◆ **Requests**
1) In the forum thread about romance recommendations, how long after posting did the original poster say the replies came in?
2) Write out, word for word, the part of the romance forum thread starting with "## sunandshadow (Nov" and going on through "romance in them.".

◆ **Excerpt provided**

# Recommend me some romance...



## sunandshadow (Oct 27, 2010)

I have the urge to read some romance stories where one of the two main characters is some sort of halfbreed or mutant everyone else is prejudiced against.  Either m/m or m/f is okay, bonus points for stories involving pregnancy or a science fiction or fantasy setting.  Links please?


----------



## reaverson (Nov 24, 2010)

I know this is sort of old but http://www.sofurry.com/?pid=1072 (NSFW)
One of the few good stories with red pandas
not as yiffy as it sounds


----------



## jinxtigr (Nov 24, 2010)

sunandshadow said:


> I have the urge to read some romance stories where one of the two main characters is some sort of halfbreed or mutant everyone else is prejudiced against.  Either m/m or m/f is okay, bonus points for stories involving pregnancy or a science fiction or fantasy setting.  Links please?


 
All righty then 

http://www.jinxtigr.com/category/writing/kings

And then the sequel has your bonus points for including pregnancy-

http://www.jinxtigr.com/category/writing/ghosts

I started out writing what you're talking about


----------



## sunandshadow (Nov 25, 2010)

It's amusing to have this suddenly get responses a month after I posted it, but thanks, I'll check both of those out.  

I have no objection to sex scenes BTW, many steamy romance novels have great sex scenes, I just prefer stories that have a big portion of romance in them.


----------

◆ **Raw data**

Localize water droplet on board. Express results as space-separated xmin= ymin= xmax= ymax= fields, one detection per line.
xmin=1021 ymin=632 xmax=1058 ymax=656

◆ **Results for each task**
1) About a month after the original post.

2)
## sunandshadow (Nov 25, 2010)

It's amusing to have this suddenly get responses a month after I posted it, but thanks, I'll check both of those out.  

I have no objection to sex scenes BTW, many steamy romance novels have great sex scenes, I just prefer stories that have a big portion of romance in them.